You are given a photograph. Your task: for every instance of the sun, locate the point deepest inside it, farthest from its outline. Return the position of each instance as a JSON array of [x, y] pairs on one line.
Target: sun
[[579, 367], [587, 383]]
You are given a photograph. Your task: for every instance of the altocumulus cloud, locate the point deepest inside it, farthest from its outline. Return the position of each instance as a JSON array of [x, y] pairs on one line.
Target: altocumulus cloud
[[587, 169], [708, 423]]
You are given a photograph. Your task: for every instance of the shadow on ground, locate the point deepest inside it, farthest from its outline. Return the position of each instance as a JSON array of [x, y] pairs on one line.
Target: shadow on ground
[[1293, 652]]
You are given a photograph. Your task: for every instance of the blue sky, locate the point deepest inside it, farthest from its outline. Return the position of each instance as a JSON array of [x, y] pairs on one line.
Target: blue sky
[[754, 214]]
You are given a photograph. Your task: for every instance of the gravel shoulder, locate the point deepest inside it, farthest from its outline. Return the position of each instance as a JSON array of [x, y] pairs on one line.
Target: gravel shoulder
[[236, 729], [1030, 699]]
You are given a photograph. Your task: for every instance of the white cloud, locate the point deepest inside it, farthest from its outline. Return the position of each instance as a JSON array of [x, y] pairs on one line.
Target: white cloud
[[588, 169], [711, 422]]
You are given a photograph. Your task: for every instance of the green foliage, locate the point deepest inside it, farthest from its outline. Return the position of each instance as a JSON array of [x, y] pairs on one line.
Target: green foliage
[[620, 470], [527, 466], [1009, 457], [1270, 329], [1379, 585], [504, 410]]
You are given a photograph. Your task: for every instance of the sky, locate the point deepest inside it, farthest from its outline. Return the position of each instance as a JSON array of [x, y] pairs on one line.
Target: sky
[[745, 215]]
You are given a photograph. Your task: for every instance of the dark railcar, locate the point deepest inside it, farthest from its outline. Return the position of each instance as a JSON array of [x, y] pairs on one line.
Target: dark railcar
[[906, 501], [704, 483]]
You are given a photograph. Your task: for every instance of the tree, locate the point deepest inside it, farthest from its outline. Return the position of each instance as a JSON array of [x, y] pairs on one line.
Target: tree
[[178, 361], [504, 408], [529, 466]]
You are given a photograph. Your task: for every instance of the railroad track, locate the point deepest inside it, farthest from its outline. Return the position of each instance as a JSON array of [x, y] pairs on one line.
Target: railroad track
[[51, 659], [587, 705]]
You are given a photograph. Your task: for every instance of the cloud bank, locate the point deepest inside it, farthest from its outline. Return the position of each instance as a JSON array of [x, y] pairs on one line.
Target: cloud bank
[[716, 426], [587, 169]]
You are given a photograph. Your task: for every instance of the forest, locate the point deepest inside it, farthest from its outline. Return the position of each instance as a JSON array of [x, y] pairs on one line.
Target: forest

━━━━━━━━━━━━━━━━

THE TASK
Arrange every line of the records above into a Markdown table with two columns, Row and Line, numbering the rows in order and leaving out blank lines.

RESULT
| Row | Line |
|---|---|
| 1 | You are given a photograph. Your task: for every instance of the sun, locate the point deepest inside it, farthest from its outline. Return the position of each instance as a JSON array of [x, y] pairs on one line. |
| 2 | Target: sun |
| 3 | [[579, 367], [587, 383]] |
| 4 | You are given a photograph. Your task: for every instance of the altocumulus cloud, locate the point deepest inside it, farthest from its outline. Return the position of each instance as a JSON array of [x, y] pairs on one line. |
| 5 | Target: altocumulus cloud |
| 6 | [[587, 169], [708, 423]] |
| 7 | You are given a photograph. Your task: for every instance of the shadow on ground, locate the point deepest inside it, farthest from its outline. Return the position of each instance as a JSON array of [x, y] pairs on one line. |
| 8 | Target: shadow on ground |
| 9 | [[1293, 652]] |
| 10 | You are given a photograph. Your task: for every instance of the blue sky, locate the point deepest inside it, farthest from its outline. Return the position of each instance as a JSON array of [x, y] pairs on one line. |
| 11 | Target: blue sky |
| 12 | [[754, 214]] |
| 13 | You are given a photograph. Your task: for every instance of the gravel shoulder, locate the point deepest inside it, farthest from its outline. Return the position of each instance as a JSON array of [x, y] pairs on one line. |
| 14 | Target: gravel shoulder |
| 15 | [[236, 729], [1030, 699]] |
| 16 | You are given a photograph. Your task: for every instance of the white cloud, locate the point deepest inside it, farthest from its outline. Return the position of each instance as a JSON array of [x, y] pairs on one line. |
| 17 | Target: white cloud |
| 18 | [[588, 169], [711, 422]] |
| 19 | You are given a photograph. Your task: for every instance of the green foliage, locate the point deepest inside it, farthest from its outline. Return the position of each instance as a JSON array of [x, y] pairs on one line. |
| 20 | Target: green foliage |
| 21 | [[620, 470], [527, 466], [1009, 457], [1270, 329], [1379, 585], [504, 410]] |
| 22 | You are given a photograph. Your task: for every instance of the sky, locate the point deepest inside it, farthest from its outline. Return the position of each instance as a JSON array of [x, y] pairs on one line. |
| 23 | Target: sky |
| 24 | [[745, 215]] |
| 25 | You are given a photograph. Your task: for every instance of the dark railcar, locate the point deepest inside it, farthest from its outline. Return the position of each instance as a JSON array of [x, y] pairs on one line. |
| 26 | Target: dark railcar |
| 27 | [[906, 501], [704, 483]] |
| 28 | You are given a photograph. Your task: for every instance of the tree, locate the point deepest inside it, farthest from its outline. Return the position of each instance as a JSON array of [x, y] pairs on one line. |
| 29 | Target: tree |
| 30 | [[178, 361], [504, 408], [529, 466]] |
| 31 | You are given a photograph. Your task: for every instance of the railroad track, locate the point deepest inside it, farthest from its outline. Return the position of each instance as a JSON array of [x, y] pairs on one line. |
| 32 | Target: railroad track |
| 33 | [[51, 659], [587, 705]] |
| 34 | You are given a photograph. Your task: for every instance of the cloud bank, locate the point deepest inside it, farthest from its outline. Return the position of each instance as a JSON array of [x, y] pairs on one line. |
| 35 | Target: cloud bank |
| 36 | [[716, 426], [587, 169]] |
| 37 | You are given a photograph. Your task: for every instance of the forest, locate the point deepest inside it, farthest from its outline. Return the position of each instance as a JSON array of [x, y] pairs on one line. |
| 38 | Target: forest |